Belge metni »
##############################

Analistin Soğukkanlı Karnesi

  • Bilanço Sağlamlığı (7/10): Varlık kalitesi yüksek ve özkaynaklar büyüyor. Ancak kısa vadeli borçlardaki ani artış, likidite tarafında daha dikkatli olmayı gerektiriyor. Bu risk yönetilebildiği sürece yapı sağlam.

  • Kârlılık (8/10): Net kâr rakamı yanıltıcı olsa da, operasyonel kârlılık (Esas Faaliyet Kârı) olağanüstü güçlü. Marjların korunması ve faaliyet kârının büyümesi, şirketin ana işindeki gücünü net bir şekilde ortaya koyuyor.

  • Nakit Akış Gücü (9/10): En güçlü olduğu alan. Faaliyetlerden yaratılan devasa nakit, şirketin hem yatırım yapma hem de borç ödeme kapasitesini gösteriyor. Alacak tahsilatındaki başarı takdire şayan.

  • Stratejik Yönelim (8/10): Şirket, ürettiği nakdi net bir şekilde büyümeye ve finansal yapıyı güçlendirmeye yönlendiriyor. Ağır yatırım döngüsü, geleceğe yönelik net bir vizyonun olduğunu gösteriyor. Sipariş birikimi bu stratejiyi destekliyor.

Sonuç ve Stratejik Perspektif

ASELSAN’ın 2025 ilk yarıyıl bilançosu, yatırımcılar için bir “finansal okuryazarlık testi” niteliğinde. Manşetlerdeki net kâr artışına aldananlar, resmin bütününü kaçırabilir. Gerçek hikâye, enflasyon muhasebesinin yarattığı gürültünün arkasında, şirketin muazzam bir operasyonel verimlilikle çalıştırdığı nakit motorunda gizli. ASELSAN, kâğıt üzerindeki rakamlardan çok daha güçlü bir nakit üretme kapasitesine sahip ve bu gücü akıllıca kullanarak hem geleceğine yatırım yapıyor hem de borçlarını azaltıyor.

##############################

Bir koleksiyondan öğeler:
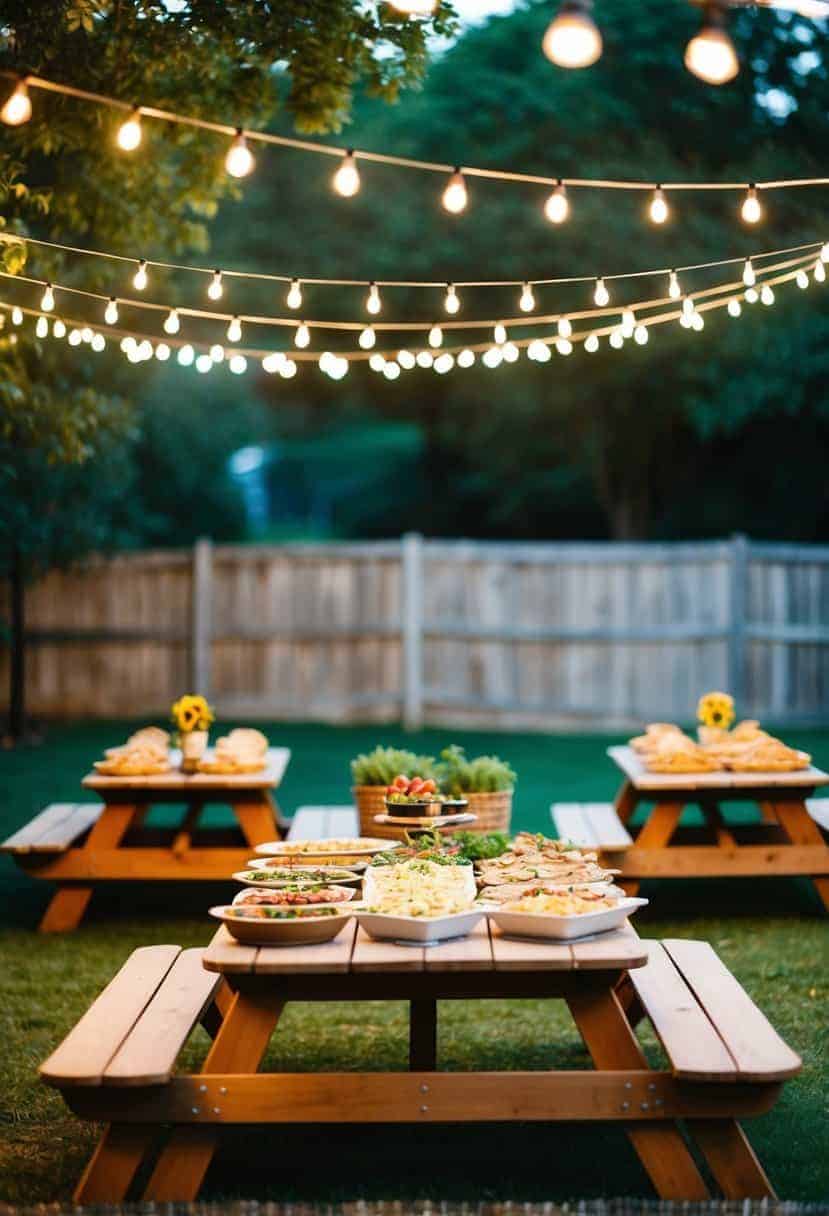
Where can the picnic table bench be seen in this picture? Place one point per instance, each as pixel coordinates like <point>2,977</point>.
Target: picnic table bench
<point>723,1059</point>
<point>80,844</point>
<point>790,838</point>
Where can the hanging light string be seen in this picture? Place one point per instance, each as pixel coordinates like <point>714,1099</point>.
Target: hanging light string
<point>347,180</point>
<point>694,303</point>
<point>298,281</point>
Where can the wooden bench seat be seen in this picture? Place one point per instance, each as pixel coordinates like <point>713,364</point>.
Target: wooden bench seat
<point>317,822</point>
<point>709,1025</point>
<point>55,829</point>
<point>133,1032</point>
<point>591,826</point>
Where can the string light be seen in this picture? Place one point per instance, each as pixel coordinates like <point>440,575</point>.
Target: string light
<point>557,208</point>
<point>451,300</point>
<point>658,209</point>
<point>17,108</point>
<point>347,179</point>
<point>129,133</point>
<point>455,196</point>
<point>373,302</point>
<point>751,210</point>
<point>240,161</point>
<point>526,302</point>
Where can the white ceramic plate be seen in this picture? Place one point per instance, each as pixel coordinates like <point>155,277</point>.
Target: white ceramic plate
<point>305,930</point>
<point>564,928</point>
<point>419,929</point>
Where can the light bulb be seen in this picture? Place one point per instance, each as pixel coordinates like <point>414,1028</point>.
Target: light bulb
<point>526,302</point>
<point>659,208</point>
<point>17,108</point>
<point>455,197</point>
<point>129,133</point>
<point>557,208</point>
<point>240,161</point>
<point>373,302</point>
<point>573,39</point>
<point>751,210</point>
<point>347,179</point>
<point>710,54</point>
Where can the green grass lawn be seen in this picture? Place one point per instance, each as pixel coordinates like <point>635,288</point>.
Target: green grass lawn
<point>772,934</point>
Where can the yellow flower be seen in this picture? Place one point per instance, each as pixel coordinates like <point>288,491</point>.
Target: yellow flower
<point>716,709</point>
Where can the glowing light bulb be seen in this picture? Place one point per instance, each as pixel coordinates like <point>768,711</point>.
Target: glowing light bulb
<point>573,39</point>
<point>751,210</point>
<point>710,54</point>
<point>659,208</point>
<point>129,133</point>
<point>347,179</point>
<point>17,108</point>
<point>557,208</point>
<point>455,197</point>
<point>373,302</point>
<point>240,161</point>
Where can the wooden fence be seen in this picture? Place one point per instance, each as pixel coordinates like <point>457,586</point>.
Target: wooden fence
<point>466,632</point>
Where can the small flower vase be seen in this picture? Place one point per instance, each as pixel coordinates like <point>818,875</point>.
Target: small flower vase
<point>193,744</point>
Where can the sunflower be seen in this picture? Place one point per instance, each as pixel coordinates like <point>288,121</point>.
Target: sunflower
<point>716,709</point>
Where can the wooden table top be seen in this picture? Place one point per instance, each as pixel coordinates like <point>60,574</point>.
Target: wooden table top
<point>176,782</point>
<point>484,950</point>
<point>632,765</point>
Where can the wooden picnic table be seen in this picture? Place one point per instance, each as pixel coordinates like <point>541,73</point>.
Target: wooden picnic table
<point>78,845</point>
<point>787,840</point>
<point>725,1059</point>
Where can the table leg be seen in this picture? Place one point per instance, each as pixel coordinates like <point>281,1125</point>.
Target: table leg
<point>238,1047</point>
<point>801,828</point>
<point>67,906</point>
<point>613,1045</point>
<point>422,1036</point>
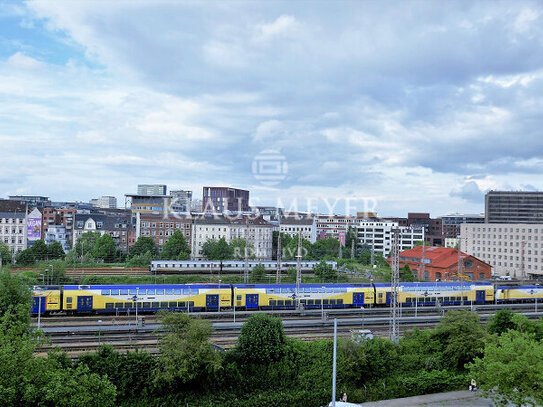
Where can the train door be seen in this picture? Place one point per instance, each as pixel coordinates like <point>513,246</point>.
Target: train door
<point>212,301</point>
<point>480,296</point>
<point>84,303</point>
<point>251,301</point>
<point>358,299</point>
<point>37,307</point>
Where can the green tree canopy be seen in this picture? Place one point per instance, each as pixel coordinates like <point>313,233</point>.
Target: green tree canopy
<point>5,253</point>
<point>144,244</point>
<point>187,355</point>
<point>325,272</point>
<point>55,251</point>
<point>327,247</point>
<point>258,274</point>
<point>176,248</point>
<point>261,340</point>
<point>511,369</point>
<point>105,248</point>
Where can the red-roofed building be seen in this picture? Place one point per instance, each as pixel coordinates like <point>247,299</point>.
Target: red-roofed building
<point>441,264</point>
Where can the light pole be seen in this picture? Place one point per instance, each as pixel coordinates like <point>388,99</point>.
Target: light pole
<point>322,302</point>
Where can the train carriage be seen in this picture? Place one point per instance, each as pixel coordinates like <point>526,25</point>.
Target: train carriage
<point>283,296</point>
<point>46,299</point>
<point>147,298</point>
<point>444,293</point>
<point>530,293</point>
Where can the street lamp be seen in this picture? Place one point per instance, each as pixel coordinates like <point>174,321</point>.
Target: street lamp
<point>322,302</point>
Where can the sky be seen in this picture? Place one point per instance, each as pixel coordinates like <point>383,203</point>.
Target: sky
<point>397,106</point>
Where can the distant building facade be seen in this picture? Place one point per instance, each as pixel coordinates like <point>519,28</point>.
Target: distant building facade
<point>451,223</point>
<point>13,224</point>
<point>378,235</point>
<point>160,228</point>
<point>256,231</point>
<point>514,249</point>
<point>181,201</point>
<point>513,207</point>
<point>152,189</point>
<point>225,200</point>
<point>292,227</point>
<point>33,201</point>
<point>105,202</point>
<point>441,264</point>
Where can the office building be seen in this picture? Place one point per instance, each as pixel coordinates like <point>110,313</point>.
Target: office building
<point>513,249</point>
<point>225,200</point>
<point>513,207</point>
<point>451,223</point>
<point>151,189</point>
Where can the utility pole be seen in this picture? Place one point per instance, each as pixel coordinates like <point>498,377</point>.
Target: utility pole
<point>299,268</point>
<point>522,270</point>
<point>394,308</point>
<point>279,255</point>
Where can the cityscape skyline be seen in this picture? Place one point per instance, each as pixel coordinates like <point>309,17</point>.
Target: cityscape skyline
<point>99,99</point>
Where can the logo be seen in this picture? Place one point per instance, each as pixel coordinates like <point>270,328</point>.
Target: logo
<point>270,167</point>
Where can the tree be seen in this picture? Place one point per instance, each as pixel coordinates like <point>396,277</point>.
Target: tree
<point>325,272</point>
<point>55,251</point>
<point>85,243</point>
<point>327,247</point>
<point>291,249</point>
<point>406,274</point>
<point>501,322</point>
<point>239,246</point>
<point>176,248</point>
<point>186,355</point>
<point>462,338</point>
<point>261,340</point>
<point>105,248</point>
<point>5,253</point>
<point>144,244</point>
<point>40,251</point>
<point>258,274</point>
<point>13,293</point>
<point>511,370</point>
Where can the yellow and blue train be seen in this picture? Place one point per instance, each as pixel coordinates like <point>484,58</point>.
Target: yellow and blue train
<point>116,299</point>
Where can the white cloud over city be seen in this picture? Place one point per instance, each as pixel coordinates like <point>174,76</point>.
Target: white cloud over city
<point>420,105</point>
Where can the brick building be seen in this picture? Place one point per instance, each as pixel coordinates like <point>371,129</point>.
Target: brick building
<point>441,264</point>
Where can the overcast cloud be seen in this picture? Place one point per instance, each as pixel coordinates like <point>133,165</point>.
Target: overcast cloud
<point>422,106</point>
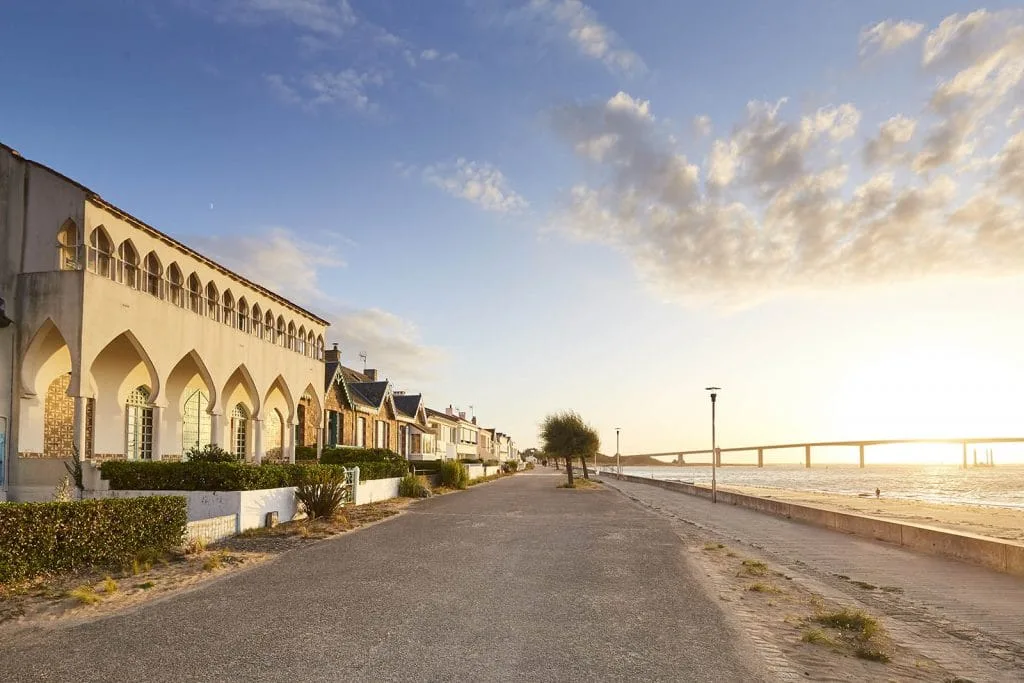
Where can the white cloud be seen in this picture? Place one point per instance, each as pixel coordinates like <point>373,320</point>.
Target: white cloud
<point>888,36</point>
<point>480,183</point>
<point>590,37</point>
<point>345,88</point>
<point>392,344</point>
<point>888,145</point>
<point>327,17</point>
<point>278,259</point>
<point>294,267</point>
<point>701,125</point>
<point>776,211</point>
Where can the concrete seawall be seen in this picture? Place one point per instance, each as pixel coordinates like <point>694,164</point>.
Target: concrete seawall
<point>992,553</point>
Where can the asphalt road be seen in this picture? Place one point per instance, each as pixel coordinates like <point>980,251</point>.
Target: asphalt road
<point>510,581</point>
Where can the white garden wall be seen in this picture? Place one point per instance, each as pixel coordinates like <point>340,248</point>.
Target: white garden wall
<point>251,506</point>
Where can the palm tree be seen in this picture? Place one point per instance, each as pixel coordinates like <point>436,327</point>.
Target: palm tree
<point>566,435</point>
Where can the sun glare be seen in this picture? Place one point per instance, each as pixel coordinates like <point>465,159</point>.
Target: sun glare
<point>928,392</point>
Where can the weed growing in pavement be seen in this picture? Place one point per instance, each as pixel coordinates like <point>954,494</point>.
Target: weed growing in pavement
<point>85,595</point>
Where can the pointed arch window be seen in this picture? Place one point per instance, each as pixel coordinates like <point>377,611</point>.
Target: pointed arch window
<point>69,241</point>
<point>128,262</point>
<point>240,431</point>
<point>212,301</point>
<point>154,275</point>
<point>100,253</point>
<point>175,284</point>
<point>196,422</point>
<point>228,299</point>
<point>242,321</point>
<point>195,294</point>
<point>138,425</point>
<point>268,328</point>
<point>257,326</point>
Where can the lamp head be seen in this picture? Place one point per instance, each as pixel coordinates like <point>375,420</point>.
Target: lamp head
<point>4,321</point>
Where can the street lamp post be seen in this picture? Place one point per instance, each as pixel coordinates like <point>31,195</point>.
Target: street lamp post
<point>619,467</point>
<point>714,451</point>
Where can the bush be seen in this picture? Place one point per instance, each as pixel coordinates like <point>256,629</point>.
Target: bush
<point>201,476</point>
<point>454,474</point>
<point>36,538</point>
<point>358,456</point>
<point>211,454</point>
<point>305,453</point>
<point>322,492</point>
<point>414,486</point>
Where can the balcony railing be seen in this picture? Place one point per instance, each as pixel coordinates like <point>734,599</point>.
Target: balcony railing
<point>189,297</point>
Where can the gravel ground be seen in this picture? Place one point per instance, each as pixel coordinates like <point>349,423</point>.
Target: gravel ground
<point>510,581</point>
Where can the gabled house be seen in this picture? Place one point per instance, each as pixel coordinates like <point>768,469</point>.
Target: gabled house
<point>445,434</point>
<point>415,436</point>
<point>360,409</point>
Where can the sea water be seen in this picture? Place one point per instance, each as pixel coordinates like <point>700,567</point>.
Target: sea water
<point>997,486</point>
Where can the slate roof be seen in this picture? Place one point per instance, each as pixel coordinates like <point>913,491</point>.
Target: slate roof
<point>372,393</point>
<point>431,413</point>
<point>408,404</point>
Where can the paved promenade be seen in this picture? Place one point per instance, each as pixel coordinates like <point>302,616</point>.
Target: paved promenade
<point>941,604</point>
<point>510,581</point>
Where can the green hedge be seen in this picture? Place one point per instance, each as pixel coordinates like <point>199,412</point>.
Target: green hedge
<point>37,538</point>
<point>135,475</point>
<point>356,456</point>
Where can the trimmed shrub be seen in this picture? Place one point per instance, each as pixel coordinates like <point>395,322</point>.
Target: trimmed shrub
<point>37,538</point>
<point>454,474</point>
<point>136,475</point>
<point>322,491</point>
<point>358,456</point>
<point>211,454</point>
<point>305,453</point>
<point>414,486</point>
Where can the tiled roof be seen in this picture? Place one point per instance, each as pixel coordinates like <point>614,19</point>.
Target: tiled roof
<point>431,413</point>
<point>408,403</point>
<point>372,393</point>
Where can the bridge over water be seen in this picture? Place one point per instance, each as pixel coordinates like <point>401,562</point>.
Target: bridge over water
<point>860,445</point>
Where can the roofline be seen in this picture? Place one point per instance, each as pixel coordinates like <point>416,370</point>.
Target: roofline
<point>94,197</point>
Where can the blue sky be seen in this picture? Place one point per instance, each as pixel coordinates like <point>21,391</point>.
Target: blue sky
<point>604,206</point>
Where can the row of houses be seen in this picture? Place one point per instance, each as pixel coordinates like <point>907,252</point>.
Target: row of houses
<point>120,342</point>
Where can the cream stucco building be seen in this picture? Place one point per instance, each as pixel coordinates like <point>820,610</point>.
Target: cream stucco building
<point>126,343</point>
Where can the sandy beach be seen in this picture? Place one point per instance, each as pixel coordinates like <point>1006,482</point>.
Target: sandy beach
<point>1005,523</point>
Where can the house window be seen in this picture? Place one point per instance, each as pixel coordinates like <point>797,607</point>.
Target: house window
<point>360,432</point>
<point>196,423</point>
<point>240,431</point>
<point>333,423</point>
<point>138,425</point>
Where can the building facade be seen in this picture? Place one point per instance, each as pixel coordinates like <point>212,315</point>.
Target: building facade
<point>127,344</point>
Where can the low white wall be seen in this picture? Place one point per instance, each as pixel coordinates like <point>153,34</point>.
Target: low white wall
<point>250,506</point>
<point>375,491</point>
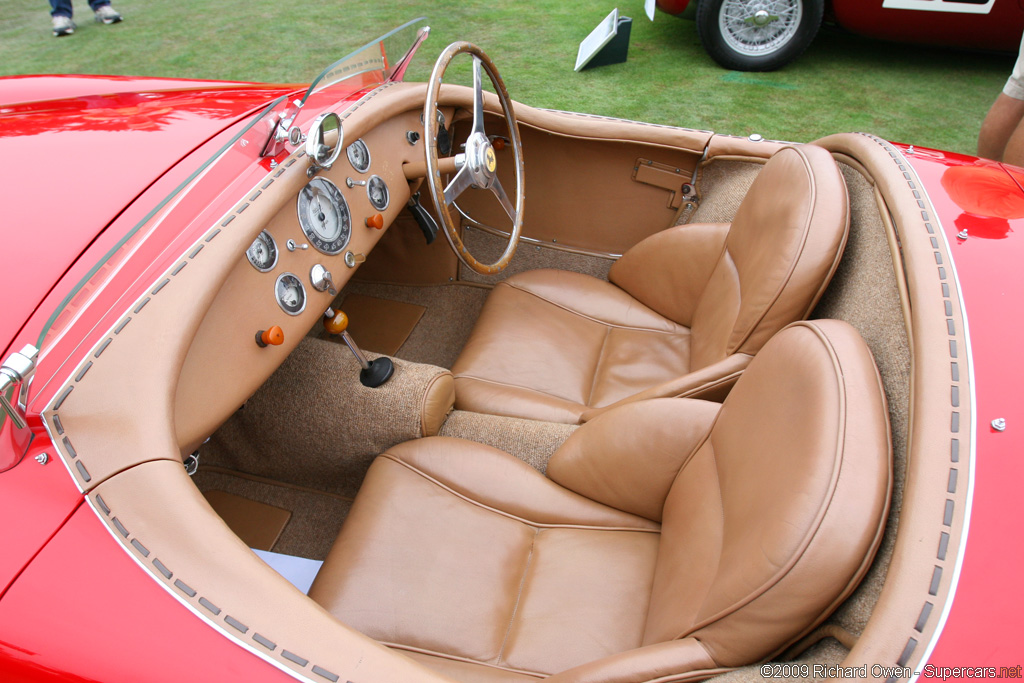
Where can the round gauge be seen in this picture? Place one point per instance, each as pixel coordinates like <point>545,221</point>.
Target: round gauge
<point>358,156</point>
<point>262,254</point>
<point>324,216</point>
<point>377,191</point>
<point>290,293</point>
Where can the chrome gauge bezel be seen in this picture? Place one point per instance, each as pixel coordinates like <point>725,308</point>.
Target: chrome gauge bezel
<point>373,181</point>
<point>336,203</point>
<point>358,147</point>
<point>296,282</point>
<point>271,247</point>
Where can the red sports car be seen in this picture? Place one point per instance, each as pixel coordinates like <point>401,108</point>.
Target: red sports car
<point>764,35</point>
<point>735,408</point>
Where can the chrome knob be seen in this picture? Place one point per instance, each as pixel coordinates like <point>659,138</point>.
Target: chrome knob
<point>322,281</point>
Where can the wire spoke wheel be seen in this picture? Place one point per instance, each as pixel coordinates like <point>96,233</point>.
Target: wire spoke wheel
<point>758,35</point>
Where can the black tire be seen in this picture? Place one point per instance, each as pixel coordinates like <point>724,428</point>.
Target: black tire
<point>745,50</point>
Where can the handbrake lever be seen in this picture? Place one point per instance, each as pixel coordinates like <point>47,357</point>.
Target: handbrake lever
<point>423,218</point>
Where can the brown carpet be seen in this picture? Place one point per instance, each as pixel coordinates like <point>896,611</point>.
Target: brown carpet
<point>440,334</point>
<point>312,423</point>
<point>531,441</point>
<point>315,516</point>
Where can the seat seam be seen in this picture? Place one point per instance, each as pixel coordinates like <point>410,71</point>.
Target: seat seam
<point>794,265</point>
<point>597,366</point>
<point>463,376</point>
<point>456,657</point>
<point>609,325</point>
<point>822,511</point>
<point>518,597</point>
<point>585,527</point>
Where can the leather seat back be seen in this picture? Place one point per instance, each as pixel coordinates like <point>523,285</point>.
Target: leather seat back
<point>735,286</point>
<point>775,517</point>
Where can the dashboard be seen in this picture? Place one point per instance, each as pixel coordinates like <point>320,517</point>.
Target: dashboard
<point>307,230</point>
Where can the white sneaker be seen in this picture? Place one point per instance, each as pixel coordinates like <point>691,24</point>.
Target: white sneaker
<point>62,26</point>
<point>108,15</point>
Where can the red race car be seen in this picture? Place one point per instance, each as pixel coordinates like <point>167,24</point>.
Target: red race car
<point>764,35</point>
<point>734,404</point>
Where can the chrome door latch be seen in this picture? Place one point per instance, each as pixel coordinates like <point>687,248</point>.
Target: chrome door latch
<point>17,369</point>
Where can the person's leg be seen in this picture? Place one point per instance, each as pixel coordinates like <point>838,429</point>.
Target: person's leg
<point>1006,114</point>
<point>1014,153</point>
<point>103,11</point>
<point>60,8</point>
<point>1001,129</point>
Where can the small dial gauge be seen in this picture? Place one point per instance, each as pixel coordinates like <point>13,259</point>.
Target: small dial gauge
<point>262,254</point>
<point>324,216</point>
<point>358,156</point>
<point>290,293</point>
<point>377,191</point>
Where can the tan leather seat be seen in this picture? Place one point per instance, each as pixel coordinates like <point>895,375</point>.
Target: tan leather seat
<point>670,536</point>
<point>683,312</point>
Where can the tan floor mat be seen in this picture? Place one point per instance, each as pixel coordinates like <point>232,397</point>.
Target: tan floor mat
<point>258,524</point>
<point>381,326</point>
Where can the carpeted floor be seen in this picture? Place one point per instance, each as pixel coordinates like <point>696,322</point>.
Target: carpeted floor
<point>316,516</point>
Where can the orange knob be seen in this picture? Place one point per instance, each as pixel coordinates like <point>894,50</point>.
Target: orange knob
<point>272,337</point>
<point>376,220</point>
<point>336,324</point>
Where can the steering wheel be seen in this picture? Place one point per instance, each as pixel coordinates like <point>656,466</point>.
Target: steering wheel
<point>477,167</point>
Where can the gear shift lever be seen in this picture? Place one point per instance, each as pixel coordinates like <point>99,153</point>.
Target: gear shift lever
<point>374,373</point>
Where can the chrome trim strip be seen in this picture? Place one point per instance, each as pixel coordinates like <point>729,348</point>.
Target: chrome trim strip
<point>187,605</point>
<point>972,454</point>
<point>939,6</point>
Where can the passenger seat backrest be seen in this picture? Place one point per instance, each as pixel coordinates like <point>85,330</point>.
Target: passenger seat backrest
<point>782,248</point>
<point>776,516</point>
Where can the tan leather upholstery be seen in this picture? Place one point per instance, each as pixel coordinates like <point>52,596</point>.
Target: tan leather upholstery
<point>673,535</point>
<point>682,314</point>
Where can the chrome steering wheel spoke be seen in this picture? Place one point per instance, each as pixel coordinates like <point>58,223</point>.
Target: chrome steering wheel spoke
<point>496,187</point>
<point>477,96</point>
<point>462,181</point>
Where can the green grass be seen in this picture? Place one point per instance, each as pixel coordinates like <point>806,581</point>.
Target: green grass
<point>929,96</point>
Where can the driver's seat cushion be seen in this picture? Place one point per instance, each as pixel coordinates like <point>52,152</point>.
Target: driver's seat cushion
<point>682,314</point>
<point>671,536</point>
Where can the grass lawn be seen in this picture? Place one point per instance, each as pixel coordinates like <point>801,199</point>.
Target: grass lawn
<point>929,96</point>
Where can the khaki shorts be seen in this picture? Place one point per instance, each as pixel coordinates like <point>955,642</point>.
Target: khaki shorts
<point>1015,84</point>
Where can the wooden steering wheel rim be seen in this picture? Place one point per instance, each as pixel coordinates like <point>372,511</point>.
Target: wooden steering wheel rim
<point>433,174</point>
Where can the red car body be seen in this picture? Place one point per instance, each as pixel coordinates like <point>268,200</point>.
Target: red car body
<point>74,606</point>
<point>991,26</point>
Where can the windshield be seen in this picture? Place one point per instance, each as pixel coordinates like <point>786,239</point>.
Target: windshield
<point>378,61</point>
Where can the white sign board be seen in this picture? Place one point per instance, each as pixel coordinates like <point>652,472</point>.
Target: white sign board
<point>597,39</point>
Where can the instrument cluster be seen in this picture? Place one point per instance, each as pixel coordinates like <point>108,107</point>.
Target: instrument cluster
<point>325,220</point>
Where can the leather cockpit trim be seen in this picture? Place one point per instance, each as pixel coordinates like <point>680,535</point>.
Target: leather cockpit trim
<point>455,657</point>
<point>908,616</point>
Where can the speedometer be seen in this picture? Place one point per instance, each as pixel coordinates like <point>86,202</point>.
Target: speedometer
<point>324,216</point>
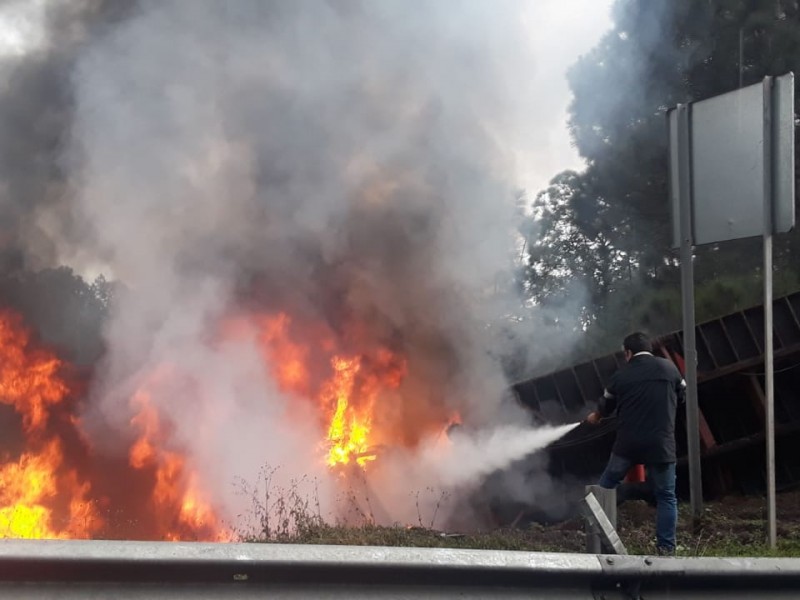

##############################

Verilen görev » Yukarıdaki ASELSAN bilanço değerlendirmesini son cümlesinden sonra sürdürün.

Alıştırma çıktısı »
Bu dönemdeki finansal tabloyu “nötr-pozitif” olarak değerlendirmek en doğrusu olacaktır. Operasyonel mükemmellik ve güçlü nakit akışı pozitifken, artan kısa vadeli borç yükü ve bunun getirdiği likidite yönetimi ihtiyacı dikkatle izlenmesi gereken bir unsurdur. Elinde hisse bulunduran yatırımcılar için, şirketin operasyonel gücünü teyit eden bu tablo, panik satışları için bir neden sunmuyor. Yeni yatırım yapmayı düşünenler içinse, ASELSAN’ın kâr rakamlarından ziyade, nakit akışı yaratma potansiyelini ve proje birikimini merkeze alan bir değerleme yaklaşımı benimsemeleri kritik önem taşıyor.

Sıkça Sorulan Sorular (SSS)

  1. ASELSAN Faaliyetlerinden Kâr Ederken Neden Vergi Öncesi Zarar Açıkladı?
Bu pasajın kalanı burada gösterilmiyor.